• Problem:
Rewrite the entries below, changing each occurrence of "green foliage" to "leafy vegetation" and keeping everything else unchanged. Omit the pictures from the rewritten version.

• Provided data:
******
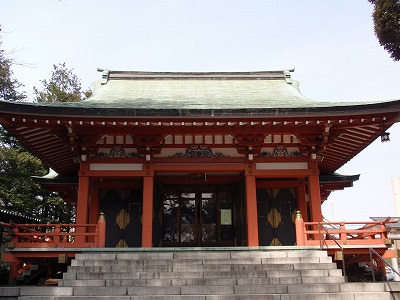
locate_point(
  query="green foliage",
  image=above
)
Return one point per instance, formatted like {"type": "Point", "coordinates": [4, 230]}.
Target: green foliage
{"type": "Point", "coordinates": [386, 17]}
{"type": "Point", "coordinates": [8, 85]}
{"type": "Point", "coordinates": [18, 191]}
{"type": "Point", "coordinates": [20, 194]}
{"type": "Point", "coordinates": [63, 86]}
******
• Solution for this exercise:
locate_point(
  query="leafy vegetation",
  image=above
)
Return one point per instance, formatted like {"type": "Point", "coordinates": [4, 230]}.
Target: leafy vegetation
{"type": "Point", "coordinates": [386, 17]}
{"type": "Point", "coordinates": [8, 85]}
{"type": "Point", "coordinates": [18, 191]}
{"type": "Point", "coordinates": [20, 194]}
{"type": "Point", "coordinates": [63, 86]}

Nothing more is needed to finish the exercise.